## Problem statement
Only the lines from the one containing "Phrase: train roof" to the end of the entries should be written out, each exactly as it stands, both ends included.

═══ Input data ═══

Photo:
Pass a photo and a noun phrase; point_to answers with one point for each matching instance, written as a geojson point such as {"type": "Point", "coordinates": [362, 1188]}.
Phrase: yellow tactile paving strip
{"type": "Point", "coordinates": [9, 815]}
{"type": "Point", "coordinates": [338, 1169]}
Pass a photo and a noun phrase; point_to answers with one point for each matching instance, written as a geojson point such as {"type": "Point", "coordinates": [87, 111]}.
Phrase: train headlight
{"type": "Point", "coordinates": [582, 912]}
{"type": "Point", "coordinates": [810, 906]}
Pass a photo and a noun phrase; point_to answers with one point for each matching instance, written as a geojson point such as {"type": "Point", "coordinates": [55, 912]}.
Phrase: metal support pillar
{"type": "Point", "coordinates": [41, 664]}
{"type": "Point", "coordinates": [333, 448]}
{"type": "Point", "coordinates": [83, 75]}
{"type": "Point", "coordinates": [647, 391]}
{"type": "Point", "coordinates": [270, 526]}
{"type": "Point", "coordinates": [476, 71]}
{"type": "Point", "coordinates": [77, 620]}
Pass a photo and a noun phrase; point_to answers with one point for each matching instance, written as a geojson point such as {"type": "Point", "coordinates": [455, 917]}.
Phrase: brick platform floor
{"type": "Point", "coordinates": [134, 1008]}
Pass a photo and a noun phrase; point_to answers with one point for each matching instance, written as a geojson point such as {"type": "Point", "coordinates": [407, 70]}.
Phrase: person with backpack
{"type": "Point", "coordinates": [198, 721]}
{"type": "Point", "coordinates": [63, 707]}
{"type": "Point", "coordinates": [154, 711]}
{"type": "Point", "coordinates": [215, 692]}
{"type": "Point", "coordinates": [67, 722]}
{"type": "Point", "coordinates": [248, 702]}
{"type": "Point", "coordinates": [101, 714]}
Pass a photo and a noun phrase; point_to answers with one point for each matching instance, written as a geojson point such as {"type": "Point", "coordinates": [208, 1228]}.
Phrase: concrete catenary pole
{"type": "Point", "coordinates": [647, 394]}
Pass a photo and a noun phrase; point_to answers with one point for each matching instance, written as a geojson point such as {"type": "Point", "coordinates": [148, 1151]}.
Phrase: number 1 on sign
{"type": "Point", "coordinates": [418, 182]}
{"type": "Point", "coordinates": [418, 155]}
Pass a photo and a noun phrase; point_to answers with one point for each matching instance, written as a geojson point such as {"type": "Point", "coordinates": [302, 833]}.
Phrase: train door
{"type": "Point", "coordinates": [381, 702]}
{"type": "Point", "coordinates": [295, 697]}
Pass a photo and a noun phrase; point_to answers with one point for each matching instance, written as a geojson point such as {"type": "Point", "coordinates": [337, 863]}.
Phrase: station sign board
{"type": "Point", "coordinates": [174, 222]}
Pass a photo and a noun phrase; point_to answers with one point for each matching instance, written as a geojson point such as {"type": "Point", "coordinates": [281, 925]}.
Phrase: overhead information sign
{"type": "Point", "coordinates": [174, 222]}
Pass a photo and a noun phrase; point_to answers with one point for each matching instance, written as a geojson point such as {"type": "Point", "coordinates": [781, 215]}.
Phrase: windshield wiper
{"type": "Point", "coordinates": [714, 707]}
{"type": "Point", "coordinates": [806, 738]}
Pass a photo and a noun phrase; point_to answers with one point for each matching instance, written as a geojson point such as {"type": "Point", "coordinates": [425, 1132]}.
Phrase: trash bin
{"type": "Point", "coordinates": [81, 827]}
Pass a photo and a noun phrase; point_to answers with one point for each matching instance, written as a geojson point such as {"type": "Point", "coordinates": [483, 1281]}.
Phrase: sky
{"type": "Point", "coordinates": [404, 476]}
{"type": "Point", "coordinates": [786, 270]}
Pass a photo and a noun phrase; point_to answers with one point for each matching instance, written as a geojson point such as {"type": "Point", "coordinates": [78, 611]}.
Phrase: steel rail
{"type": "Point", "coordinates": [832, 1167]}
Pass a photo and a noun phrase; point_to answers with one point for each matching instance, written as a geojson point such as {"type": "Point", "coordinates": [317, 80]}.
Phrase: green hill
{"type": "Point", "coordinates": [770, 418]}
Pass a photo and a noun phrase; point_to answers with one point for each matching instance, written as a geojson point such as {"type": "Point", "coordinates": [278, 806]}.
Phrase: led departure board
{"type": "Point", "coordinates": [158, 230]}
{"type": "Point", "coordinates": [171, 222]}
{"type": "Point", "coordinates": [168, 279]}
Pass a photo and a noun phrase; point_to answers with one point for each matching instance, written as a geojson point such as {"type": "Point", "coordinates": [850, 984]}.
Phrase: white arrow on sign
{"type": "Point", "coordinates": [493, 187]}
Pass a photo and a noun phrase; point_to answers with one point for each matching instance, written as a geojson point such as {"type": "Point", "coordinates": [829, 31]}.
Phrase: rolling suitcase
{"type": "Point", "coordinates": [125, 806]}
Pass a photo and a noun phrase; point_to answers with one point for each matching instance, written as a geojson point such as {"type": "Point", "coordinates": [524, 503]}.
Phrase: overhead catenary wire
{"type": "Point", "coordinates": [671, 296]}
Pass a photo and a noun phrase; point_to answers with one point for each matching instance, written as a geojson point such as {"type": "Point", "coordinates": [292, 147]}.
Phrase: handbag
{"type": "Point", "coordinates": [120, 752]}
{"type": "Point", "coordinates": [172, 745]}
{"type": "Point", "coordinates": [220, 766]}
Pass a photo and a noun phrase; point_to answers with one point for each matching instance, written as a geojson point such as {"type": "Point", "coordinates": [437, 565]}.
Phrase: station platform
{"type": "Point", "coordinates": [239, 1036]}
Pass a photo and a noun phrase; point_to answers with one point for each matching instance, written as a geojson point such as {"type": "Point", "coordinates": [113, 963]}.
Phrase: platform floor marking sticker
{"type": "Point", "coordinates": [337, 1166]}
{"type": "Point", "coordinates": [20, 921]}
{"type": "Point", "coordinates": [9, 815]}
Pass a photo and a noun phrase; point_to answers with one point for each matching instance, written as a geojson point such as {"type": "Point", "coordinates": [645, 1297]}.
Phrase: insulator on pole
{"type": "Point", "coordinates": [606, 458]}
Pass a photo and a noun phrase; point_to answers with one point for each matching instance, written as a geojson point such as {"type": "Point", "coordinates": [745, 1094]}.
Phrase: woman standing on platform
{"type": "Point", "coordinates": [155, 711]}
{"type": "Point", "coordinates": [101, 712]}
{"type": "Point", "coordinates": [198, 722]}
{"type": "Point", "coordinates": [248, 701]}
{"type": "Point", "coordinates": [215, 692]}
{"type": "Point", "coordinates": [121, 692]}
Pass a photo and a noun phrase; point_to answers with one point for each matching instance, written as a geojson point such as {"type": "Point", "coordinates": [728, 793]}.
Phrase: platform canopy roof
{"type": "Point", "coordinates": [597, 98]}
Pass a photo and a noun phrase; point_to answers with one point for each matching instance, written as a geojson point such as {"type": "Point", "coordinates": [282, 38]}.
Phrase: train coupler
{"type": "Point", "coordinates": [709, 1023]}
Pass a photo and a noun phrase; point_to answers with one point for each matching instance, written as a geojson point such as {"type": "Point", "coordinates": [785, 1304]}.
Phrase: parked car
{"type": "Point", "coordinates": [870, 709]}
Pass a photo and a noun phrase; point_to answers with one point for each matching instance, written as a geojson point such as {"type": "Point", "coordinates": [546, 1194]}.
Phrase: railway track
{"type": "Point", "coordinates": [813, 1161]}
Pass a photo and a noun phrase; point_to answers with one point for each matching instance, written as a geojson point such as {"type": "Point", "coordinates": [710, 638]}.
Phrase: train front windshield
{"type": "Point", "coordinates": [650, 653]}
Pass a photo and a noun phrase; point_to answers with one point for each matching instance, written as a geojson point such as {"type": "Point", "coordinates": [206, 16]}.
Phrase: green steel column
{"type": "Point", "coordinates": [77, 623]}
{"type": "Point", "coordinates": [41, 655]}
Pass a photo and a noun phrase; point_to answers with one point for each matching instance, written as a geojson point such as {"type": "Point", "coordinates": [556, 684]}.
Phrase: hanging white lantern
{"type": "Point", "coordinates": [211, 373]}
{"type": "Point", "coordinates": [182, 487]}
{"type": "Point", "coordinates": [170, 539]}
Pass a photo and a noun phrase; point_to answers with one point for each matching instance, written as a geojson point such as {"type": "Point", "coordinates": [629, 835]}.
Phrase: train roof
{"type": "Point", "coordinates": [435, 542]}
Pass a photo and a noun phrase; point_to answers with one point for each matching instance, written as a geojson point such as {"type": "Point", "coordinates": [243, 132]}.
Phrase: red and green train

═══

## Your response
Phrase: train roof
{"type": "Point", "coordinates": [435, 542]}
Pass a photo and a noun phrase; point_to answers with one point for each matching instance, written as a geojson point such as {"type": "Point", "coordinates": [243, 132]}.
Phrase: red and green train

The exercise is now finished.